Photo-based point labeling data:
◇ ◇ ◇ ◇ ◇
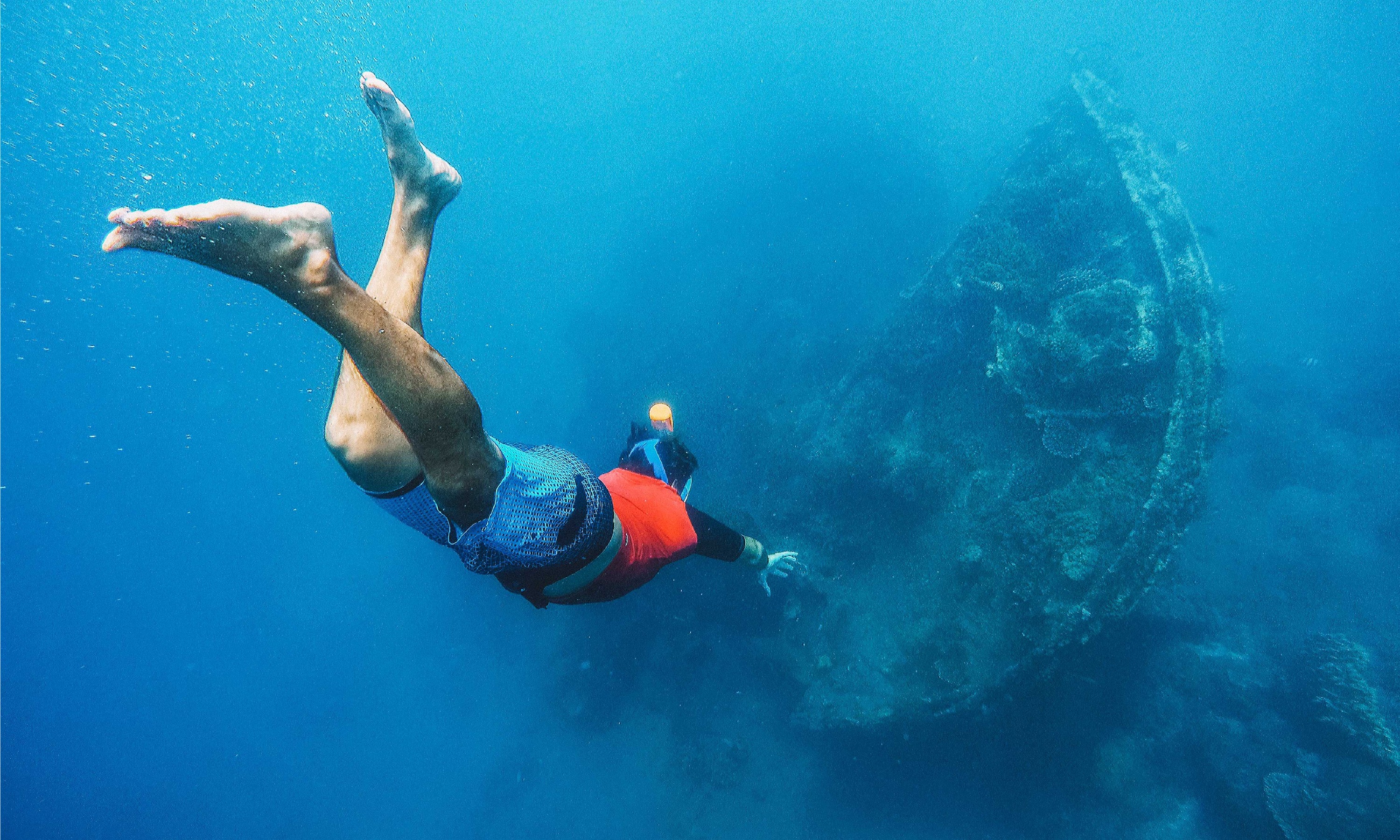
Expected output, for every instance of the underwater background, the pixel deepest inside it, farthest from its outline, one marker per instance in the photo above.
(206, 630)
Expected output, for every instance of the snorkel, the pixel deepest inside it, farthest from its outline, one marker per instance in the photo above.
(663, 420)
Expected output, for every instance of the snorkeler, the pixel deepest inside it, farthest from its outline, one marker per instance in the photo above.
(409, 432)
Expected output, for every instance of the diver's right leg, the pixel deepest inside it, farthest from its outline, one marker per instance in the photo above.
(360, 432)
(290, 252)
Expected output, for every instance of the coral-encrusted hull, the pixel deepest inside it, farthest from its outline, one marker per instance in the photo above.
(1014, 457)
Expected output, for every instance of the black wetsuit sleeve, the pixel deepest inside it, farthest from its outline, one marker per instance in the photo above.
(714, 538)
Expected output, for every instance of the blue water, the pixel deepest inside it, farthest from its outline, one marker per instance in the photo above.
(208, 632)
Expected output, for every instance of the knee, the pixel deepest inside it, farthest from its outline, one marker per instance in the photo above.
(370, 460)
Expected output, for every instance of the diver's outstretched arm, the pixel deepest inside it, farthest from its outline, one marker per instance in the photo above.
(360, 432)
(290, 252)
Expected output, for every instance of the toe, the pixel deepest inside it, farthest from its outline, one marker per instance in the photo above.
(122, 237)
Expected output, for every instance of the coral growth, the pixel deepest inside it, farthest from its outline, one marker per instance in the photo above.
(1013, 458)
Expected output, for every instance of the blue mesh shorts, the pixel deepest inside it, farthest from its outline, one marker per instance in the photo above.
(549, 510)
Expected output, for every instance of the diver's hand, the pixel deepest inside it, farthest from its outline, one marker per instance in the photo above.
(780, 565)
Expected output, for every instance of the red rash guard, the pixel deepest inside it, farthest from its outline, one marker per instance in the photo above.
(656, 528)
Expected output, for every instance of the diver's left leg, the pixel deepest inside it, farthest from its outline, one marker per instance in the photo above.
(290, 251)
(360, 432)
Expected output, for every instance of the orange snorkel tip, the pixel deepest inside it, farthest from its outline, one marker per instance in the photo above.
(663, 419)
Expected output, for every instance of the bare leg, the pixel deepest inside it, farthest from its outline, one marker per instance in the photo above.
(360, 432)
(290, 252)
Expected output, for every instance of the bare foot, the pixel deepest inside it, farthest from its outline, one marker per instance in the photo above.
(289, 251)
(418, 173)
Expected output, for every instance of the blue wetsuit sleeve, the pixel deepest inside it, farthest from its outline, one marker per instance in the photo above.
(713, 538)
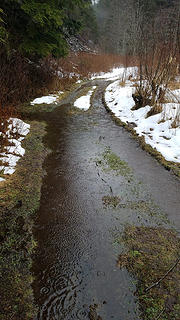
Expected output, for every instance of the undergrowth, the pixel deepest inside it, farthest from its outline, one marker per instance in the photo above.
(19, 199)
(153, 259)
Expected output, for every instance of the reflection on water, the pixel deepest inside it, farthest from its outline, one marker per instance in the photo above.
(75, 264)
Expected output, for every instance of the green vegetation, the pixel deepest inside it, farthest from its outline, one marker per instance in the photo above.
(112, 162)
(152, 257)
(111, 201)
(40, 28)
(20, 196)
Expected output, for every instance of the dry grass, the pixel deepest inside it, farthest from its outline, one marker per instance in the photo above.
(151, 253)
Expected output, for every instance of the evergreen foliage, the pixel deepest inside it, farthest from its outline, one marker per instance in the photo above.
(40, 27)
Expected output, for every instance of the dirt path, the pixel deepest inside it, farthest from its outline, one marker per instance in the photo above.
(98, 181)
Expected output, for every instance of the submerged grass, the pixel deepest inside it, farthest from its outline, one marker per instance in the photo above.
(112, 162)
(152, 252)
(20, 196)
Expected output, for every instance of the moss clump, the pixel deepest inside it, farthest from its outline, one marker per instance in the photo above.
(112, 162)
(111, 201)
(151, 253)
(20, 197)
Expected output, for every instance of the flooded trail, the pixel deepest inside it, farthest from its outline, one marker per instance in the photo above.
(98, 180)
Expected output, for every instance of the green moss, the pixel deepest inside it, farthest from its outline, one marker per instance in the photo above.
(111, 201)
(111, 162)
(20, 197)
(151, 253)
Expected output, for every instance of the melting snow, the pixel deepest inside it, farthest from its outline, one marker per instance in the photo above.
(156, 129)
(14, 151)
(47, 99)
(84, 102)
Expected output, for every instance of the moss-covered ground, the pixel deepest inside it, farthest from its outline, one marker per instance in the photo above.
(153, 259)
(19, 200)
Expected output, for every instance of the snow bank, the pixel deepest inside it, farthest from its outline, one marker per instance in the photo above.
(84, 102)
(116, 73)
(13, 151)
(47, 99)
(157, 129)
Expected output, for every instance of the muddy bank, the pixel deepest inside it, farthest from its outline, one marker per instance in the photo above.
(20, 196)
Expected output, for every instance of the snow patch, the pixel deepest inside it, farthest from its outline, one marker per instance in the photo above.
(13, 151)
(157, 129)
(47, 99)
(116, 73)
(84, 102)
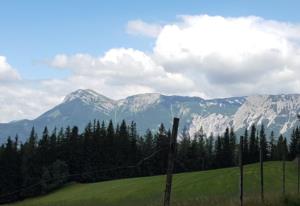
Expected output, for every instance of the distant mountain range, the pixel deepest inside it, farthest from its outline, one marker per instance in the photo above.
(276, 112)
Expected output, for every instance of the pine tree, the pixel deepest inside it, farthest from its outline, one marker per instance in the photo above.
(293, 145)
(246, 156)
(272, 147)
(253, 156)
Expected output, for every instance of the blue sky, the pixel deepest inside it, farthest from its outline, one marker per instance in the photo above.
(33, 31)
(210, 49)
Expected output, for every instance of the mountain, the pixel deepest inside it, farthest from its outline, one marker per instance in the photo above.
(276, 112)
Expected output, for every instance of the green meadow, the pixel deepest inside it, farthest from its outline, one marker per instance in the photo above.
(214, 187)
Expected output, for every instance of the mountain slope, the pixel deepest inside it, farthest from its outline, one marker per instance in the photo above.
(214, 187)
(277, 112)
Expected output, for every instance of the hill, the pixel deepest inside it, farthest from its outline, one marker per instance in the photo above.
(214, 187)
(277, 112)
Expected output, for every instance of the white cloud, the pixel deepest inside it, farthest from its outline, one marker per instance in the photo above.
(7, 73)
(232, 56)
(209, 56)
(139, 27)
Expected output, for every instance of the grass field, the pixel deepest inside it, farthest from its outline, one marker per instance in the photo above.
(215, 187)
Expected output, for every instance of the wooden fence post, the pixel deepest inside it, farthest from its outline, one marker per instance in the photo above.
(283, 167)
(171, 159)
(241, 171)
(298, 160)
(261, 171)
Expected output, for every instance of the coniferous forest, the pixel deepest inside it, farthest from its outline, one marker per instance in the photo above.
(106, 151)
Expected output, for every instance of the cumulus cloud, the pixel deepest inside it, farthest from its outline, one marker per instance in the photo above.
(139, 27)
(232, 56)
(7, 73)
(207, 56)
(122, 68)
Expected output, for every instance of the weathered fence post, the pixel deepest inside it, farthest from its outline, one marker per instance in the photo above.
(171, 159)
(298, 160)
(241, 170)
(261, 171)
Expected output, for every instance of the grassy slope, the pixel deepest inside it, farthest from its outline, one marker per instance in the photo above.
(218, 187)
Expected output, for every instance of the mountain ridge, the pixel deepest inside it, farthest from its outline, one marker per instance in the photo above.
(277, 112)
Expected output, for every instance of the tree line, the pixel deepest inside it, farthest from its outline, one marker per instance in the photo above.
(104, 152)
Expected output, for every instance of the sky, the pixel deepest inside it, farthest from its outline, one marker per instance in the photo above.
(208, 48)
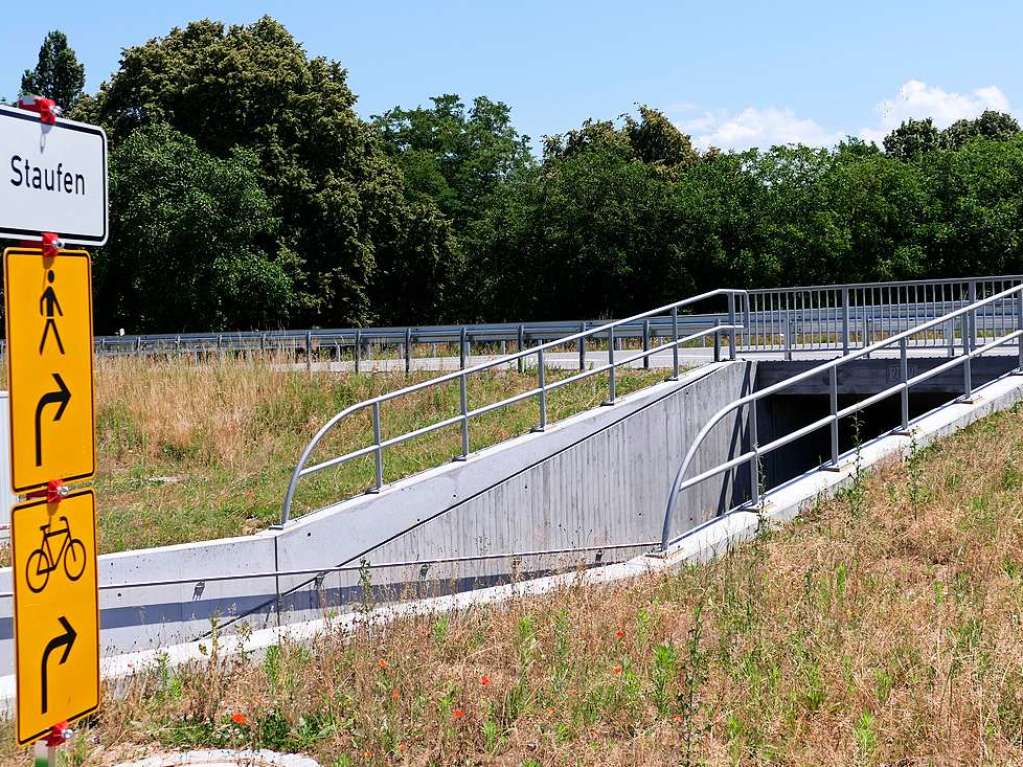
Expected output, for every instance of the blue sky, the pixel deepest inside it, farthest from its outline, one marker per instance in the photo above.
(732, 74)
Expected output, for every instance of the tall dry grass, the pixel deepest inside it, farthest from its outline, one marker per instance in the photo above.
(882, 629)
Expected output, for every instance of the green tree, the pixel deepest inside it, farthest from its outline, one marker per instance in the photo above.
(340, 199)
(57, 75)
(993, 125)
(912, 139)
(193, 240)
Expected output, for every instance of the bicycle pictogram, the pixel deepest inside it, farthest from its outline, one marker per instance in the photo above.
(42, 561)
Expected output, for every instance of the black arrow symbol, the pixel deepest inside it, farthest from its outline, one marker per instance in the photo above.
(61, 397)
(67, 639)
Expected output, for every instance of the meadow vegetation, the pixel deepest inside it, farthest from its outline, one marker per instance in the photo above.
(191, 451)
(881, 629)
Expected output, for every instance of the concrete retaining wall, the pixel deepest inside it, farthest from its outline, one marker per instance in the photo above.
(598, 479)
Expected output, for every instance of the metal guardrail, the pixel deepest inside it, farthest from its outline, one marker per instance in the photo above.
(973, 346)
(540, 392)
(787, 319)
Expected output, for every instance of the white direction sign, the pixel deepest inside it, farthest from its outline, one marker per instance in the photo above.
(52, 178)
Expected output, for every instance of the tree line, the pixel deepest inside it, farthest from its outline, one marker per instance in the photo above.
(246, 192)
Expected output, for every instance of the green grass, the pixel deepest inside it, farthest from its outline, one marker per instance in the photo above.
(197, 451)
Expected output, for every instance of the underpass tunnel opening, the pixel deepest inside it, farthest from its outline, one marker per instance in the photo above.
(783, 414)
(808, 401)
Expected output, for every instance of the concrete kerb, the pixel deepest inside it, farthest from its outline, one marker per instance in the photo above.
(701, 545)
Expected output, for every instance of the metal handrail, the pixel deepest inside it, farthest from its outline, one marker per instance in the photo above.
(540, 391)
(970, 350)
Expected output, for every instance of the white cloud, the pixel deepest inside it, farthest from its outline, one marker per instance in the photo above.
(756, 127)
(918, 99)
(764, 127)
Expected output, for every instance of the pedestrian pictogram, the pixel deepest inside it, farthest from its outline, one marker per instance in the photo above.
(56, 612)
(49, 342)
(48, 304)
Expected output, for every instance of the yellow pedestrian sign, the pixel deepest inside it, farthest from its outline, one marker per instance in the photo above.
(48, 304)
(56, 612)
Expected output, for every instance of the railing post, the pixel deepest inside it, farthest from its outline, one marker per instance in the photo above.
(1019, 326)
(973, 316)
(904, 398)
(582, 347)
(646, 344)
(755, 460)
(845, 321)
(380, 448)
(833, 402)
(408, 351)
(611, 362)
(542, 386)
(731, 321)
(674, 348)
(522, 344)
(463, 402)
(967, 369)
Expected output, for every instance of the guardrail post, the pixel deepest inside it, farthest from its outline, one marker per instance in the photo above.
(674, 347)
(463, 402)
(542, 386)
(967, 369)
(408, 351)
(904, 395)
(582, 347)
(845, 321)
(611, 362)
(646, 344)
(522, 345)
(731, 321)
(380, 448)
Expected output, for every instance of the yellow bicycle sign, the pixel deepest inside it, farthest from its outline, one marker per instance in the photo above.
(43, 560)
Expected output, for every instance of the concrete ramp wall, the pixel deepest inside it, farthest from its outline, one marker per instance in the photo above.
(595, 482)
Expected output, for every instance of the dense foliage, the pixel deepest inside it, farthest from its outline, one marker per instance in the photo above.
(247, 192)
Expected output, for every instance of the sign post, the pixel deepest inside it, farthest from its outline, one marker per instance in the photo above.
(53, 189)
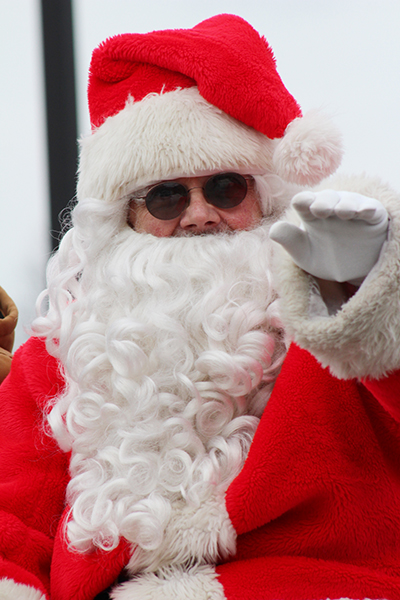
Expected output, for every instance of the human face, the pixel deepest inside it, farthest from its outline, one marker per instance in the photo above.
(199, 217)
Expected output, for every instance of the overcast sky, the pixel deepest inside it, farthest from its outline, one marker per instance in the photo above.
(342, 55)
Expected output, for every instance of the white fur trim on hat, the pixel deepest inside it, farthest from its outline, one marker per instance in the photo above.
(310, 150)
(163, 136)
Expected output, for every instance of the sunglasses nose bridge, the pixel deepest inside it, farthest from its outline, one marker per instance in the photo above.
(199, 214)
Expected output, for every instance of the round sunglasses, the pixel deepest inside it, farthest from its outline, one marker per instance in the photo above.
(166, 201)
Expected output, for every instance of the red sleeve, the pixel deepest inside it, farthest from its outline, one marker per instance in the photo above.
(387, 391)
(33, 471)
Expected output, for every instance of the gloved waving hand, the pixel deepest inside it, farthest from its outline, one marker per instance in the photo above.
(339, 237)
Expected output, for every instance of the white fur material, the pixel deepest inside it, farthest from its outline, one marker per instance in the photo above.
(164, 136)
(195, 583)
(10, 590)
(310, 150)
(362, 338)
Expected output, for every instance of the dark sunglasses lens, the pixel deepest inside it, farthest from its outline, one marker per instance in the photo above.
(226, 190)
(167, 200)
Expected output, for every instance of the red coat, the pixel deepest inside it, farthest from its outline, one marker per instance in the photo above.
(316, 506)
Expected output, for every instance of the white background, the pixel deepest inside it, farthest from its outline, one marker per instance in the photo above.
(341, 55)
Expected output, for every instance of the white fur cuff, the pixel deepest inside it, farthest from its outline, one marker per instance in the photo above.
(196, 583)
(362, 338)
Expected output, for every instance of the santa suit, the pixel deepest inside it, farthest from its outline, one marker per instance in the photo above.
(315, 511)
(316, 507)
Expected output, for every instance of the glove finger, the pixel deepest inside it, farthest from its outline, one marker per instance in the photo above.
(361, 208)
(301, 203)
(324, 204)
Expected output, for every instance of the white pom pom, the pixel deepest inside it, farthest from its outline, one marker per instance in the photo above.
(310, 150)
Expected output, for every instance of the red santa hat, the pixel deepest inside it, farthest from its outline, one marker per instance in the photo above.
(193, 101)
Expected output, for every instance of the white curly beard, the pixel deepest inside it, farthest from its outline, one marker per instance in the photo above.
(170, 349)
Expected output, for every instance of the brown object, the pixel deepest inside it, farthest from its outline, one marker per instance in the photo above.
(7, 328)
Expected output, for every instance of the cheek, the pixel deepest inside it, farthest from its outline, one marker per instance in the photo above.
(247, 217)
(142, 221)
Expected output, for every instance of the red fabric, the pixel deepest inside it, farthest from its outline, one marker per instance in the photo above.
(83, 576)
(231, 64)
(316, 506)
(33, 471)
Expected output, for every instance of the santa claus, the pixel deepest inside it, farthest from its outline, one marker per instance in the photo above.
(159, 439)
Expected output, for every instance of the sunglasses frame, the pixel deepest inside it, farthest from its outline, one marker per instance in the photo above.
(145, 197)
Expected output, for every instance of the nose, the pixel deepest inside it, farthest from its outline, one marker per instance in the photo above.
(199, 216)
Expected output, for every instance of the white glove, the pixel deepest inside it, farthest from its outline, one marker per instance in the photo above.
(340, 236)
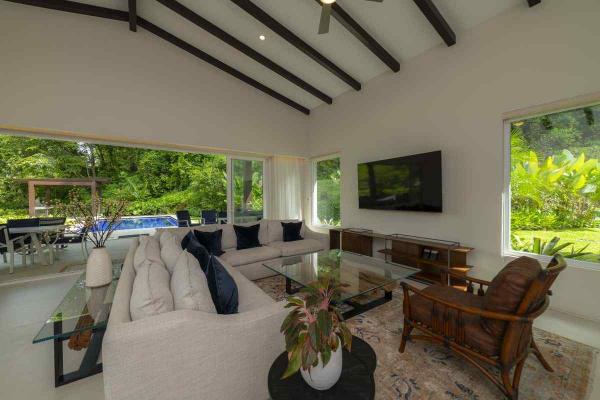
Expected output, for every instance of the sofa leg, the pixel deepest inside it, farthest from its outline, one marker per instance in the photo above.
(540, 356)
(406, 330)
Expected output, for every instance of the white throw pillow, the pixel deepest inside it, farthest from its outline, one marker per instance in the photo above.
(170, 252)
(189, 286)
(151, 294)
(148, 249)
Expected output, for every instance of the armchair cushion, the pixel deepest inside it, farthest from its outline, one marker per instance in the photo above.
(507, 290)
(423, 310)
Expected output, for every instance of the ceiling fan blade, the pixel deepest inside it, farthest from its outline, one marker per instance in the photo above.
(325, 18)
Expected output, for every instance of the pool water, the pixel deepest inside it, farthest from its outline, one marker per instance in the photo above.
(161, 221)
◇ ◇ ◇ ◇ ◇
WHAT IS REQUIRED: Pictures must be left out. Repeat exactly the lines from the one containing "Expected output, for every instance of the sunglasses frame, the" through the final line of the data.

REPLY TO THE TASK:
Expected output, for every instance of the sunglasses frame, the pixel deepest inside it, farthest from its outline, one marker per instance in the photo above.
(145, 197)
Expected output, for every instance of the nose, the pixel deepest inside it, farthest from its outline, one marker per instance in the photo above.
(199, 216)
Expected output, for every instance of the white glove, the pixel deepest inside it, farthest from its outline, one marker per instance in the photo above.
(340, 236)
Expected output, for every instance of the sofa leg, the pixel deepest inside it, farthest from its outline, one marker per instance in the photo above.
(540, 356)
(406, 330)
Expected output, for every instance of the white throw pillow, the pixel deepest inside it, farthest from its outline, one marker per instance in the photo above.
(170, 252)
(189, 286)
(151, 294)
(148, 249)
Expected output, for every instance of the armchair cushion, the pixel deepest inside it, farthest from its outline, one marker per instance in the photo above.
(507, 290)
(423, 310)
Expected output, for every instance of the ceiling fan blade, the pixel deepest inside it, farthest from its outline, one marker per instance in the photo above.
(325, 18)
Expected output, for every instance of the pool water, the pixel deepest inside it, farthest from its outline, one marker per instance in the photo above.
(161, 221)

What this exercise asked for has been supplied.